Text segment ▸
Resolution fallback	When a binding isn’t found in the current Scope, the injector climbs upward through parent Scopes until it finds one (or fails).
Scene Scope	Lives on a (non-prefab) scene GameObject. Can bind to any Component or Object in the scene or project folder, including prefabs.
Prefab Scope	Lives on a prefab. Can bind to any Component or Object in the prefab itself or project folder. Prefab Scopes present in the scene are skipped during scene injection, to keep the prefab self-contained. Need a scene reference inside a prefab? Use an InterfaceProxyObject ScriptableObject and inject that instead.
Scene vs Prefab Scope	Same Component but the DI system treats them as different contexts.

An example of how scoped resolution works (code below):

flowchart TD
  subgraph Editor
    PrefabDI["Prefab injection pass"]
    DI["Scene injection pass"]
  end

  subgraph Scene
    PrefabDI -->|Inject| UIScope["UIScope (Prefab)"]
    DI -->|Skip injection| UIScope
    DI -->|Inject| EnemyAudioService["Enemy.audioService (IAudioService)"]
    DI -->|Inject| EnemyAIController["Enemy.aiController (AIController)"]
    EnemyAudioService -->|"Try resolve IAudioService → Binding not found"| EnemyScope
    EnemyAIController -->|"Try resolve AIController → Binding found"| EnemyScope
    EnemyScope -->|"Try resolve IAudioService → Binding found"| RootScope
  end

Loading

⚠️ Last time I checked, Mermaid diagrams don’t render in the GitHub mobile app. Use a browser to view them properly.

DependencyInjector (injection passes) first queries EnemyScope for IAudioService but a binding isn't defined there, so the request bubbles up to RootScope which has the binding and provides the Object.

AIController is resolved directly from EnemyScope, so no fallback is needed.

Any scopes that live on prefabs (like UIScope above) are skipped during a scene-wide injection pass - they get their own dependencies when the prefab is injected in isolation, or you can inject scene objects into a prefab via an InterfaceProxyObject.

public class RootScope : Scope
{
    public override void Configure()
    {
        RegisterObject<IAudioService>().FromResources("Audio/Service");
    }
}

public class EnemyScope : Scope
{
    public override void Configure()
    {
        // Enemy-local AIController only; no IAudioService here.

Dataset excerpt ▸
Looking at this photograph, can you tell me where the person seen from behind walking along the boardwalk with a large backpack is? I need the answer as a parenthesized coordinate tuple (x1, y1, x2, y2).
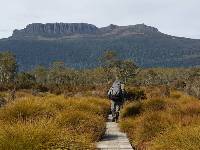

Tasks to perform ▸
a - Answer these questions using the text on dependency injection scopes, one answer per line:
(i) What kind of object does a Scene Scope live on?
(ii) In which app do Mermaid diagrams not render, according to the warning?
(iii) From what resource path does RootScope register IAudioService?
b - Write out the part of the text on dependency injection scopes starting with "DependencyInjector (injection passes)" and going on through "provides the Object.".

Solution list ▸
a -
(i) A non-prefab scene GameObject.
(ii) The GitHub mobile app.
(iii) "Audio/Service".

b -
DependencyInjector (injection passes) first queries EnemyScope for IAudioService but a binding isn't defined there, so the request bubbles up to RootScope which has the binding and provides the Object.